(Source records)
_____

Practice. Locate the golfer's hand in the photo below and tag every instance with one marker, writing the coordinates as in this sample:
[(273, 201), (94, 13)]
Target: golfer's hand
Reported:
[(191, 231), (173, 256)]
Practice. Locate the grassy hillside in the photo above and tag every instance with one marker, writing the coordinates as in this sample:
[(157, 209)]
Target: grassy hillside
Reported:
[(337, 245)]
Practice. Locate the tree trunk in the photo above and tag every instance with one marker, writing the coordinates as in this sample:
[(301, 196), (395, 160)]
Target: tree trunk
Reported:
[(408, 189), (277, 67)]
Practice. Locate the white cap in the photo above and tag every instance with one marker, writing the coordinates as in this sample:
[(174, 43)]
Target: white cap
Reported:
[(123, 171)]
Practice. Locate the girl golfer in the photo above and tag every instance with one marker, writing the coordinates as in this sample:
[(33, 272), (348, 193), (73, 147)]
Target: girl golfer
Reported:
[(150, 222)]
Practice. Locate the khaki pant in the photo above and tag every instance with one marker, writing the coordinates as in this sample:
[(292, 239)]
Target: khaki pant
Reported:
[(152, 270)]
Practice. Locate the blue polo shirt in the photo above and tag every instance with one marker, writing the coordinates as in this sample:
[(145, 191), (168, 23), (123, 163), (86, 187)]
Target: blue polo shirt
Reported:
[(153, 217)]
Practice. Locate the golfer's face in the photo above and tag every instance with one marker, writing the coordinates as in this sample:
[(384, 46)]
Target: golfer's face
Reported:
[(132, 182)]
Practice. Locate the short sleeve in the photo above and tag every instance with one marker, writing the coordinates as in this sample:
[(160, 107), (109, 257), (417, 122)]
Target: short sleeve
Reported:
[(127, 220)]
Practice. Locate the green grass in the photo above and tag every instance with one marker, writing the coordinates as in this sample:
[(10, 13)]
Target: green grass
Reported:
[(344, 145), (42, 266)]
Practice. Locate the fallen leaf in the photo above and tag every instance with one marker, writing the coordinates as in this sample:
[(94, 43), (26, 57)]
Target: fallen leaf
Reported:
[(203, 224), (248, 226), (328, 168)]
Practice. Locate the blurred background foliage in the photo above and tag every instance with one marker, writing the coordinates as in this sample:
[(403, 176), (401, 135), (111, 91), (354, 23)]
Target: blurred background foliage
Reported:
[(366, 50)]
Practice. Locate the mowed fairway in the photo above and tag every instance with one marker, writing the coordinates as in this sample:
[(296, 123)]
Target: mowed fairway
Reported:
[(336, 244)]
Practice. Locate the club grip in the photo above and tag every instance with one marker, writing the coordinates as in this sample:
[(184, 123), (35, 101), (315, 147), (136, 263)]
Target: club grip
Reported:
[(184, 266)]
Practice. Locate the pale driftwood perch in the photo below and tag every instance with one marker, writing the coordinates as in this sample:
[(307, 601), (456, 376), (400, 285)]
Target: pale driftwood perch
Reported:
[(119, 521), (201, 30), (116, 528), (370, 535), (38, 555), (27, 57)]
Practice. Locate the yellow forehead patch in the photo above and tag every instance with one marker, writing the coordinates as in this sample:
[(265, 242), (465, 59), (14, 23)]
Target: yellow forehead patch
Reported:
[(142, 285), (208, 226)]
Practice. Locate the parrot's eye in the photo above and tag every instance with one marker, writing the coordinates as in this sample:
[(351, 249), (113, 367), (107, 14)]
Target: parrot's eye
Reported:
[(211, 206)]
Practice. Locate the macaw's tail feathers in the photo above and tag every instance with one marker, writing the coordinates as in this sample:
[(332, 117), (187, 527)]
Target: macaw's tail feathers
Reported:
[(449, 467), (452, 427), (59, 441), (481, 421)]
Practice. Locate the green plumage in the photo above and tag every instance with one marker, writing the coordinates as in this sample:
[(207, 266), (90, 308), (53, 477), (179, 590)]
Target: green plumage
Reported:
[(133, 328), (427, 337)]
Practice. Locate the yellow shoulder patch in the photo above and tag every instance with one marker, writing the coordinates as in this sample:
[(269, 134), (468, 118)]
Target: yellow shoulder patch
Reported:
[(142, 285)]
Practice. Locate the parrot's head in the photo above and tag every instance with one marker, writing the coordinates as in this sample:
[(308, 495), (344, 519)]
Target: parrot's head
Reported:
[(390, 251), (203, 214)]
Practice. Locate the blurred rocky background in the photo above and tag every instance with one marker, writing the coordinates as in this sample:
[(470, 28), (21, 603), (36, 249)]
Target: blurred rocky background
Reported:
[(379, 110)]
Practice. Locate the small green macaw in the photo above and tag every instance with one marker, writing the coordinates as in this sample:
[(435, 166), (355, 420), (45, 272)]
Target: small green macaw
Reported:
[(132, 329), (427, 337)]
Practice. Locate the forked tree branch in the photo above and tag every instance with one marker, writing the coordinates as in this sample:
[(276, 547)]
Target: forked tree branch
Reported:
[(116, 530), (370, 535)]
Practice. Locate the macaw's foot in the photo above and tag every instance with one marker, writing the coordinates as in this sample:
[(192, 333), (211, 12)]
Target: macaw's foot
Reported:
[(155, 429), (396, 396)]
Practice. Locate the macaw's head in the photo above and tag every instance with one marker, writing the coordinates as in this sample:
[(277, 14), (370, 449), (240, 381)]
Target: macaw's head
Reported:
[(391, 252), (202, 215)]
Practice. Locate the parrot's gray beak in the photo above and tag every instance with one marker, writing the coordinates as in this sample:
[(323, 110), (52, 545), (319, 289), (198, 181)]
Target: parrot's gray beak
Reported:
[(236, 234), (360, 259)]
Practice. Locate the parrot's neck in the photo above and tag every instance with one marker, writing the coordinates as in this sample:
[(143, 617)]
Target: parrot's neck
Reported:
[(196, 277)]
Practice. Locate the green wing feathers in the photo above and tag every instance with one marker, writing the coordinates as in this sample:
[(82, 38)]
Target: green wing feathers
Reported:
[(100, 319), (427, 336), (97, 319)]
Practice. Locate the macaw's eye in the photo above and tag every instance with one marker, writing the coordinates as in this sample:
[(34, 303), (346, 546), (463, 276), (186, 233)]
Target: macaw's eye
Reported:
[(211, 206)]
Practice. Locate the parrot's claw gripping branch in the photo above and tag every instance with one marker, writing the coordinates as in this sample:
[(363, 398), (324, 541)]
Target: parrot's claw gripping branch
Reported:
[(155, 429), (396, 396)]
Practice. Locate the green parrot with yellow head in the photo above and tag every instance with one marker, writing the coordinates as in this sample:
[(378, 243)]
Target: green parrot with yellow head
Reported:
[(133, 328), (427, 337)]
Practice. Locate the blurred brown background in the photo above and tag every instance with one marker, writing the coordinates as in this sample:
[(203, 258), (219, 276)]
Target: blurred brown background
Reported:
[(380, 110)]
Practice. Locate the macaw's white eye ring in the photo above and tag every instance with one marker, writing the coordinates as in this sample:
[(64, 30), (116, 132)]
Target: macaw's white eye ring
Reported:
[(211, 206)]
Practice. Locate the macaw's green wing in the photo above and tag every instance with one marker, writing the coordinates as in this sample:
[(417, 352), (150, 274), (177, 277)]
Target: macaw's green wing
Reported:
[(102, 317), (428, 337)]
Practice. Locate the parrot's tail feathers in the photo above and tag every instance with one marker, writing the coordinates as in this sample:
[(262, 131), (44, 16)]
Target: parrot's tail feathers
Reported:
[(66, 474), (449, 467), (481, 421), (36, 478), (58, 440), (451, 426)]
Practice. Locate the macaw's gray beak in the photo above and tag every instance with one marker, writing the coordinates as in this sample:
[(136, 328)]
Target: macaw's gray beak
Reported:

_____

- _About this exercise_:
The lines above that hold the string "polo" are to be located and copied.

- _Response area_:
Practice. Locate the blue polo shirt in the photo above and tag every instance with one marker, writing the coordinates as in this sample:
Target: blue polo shirt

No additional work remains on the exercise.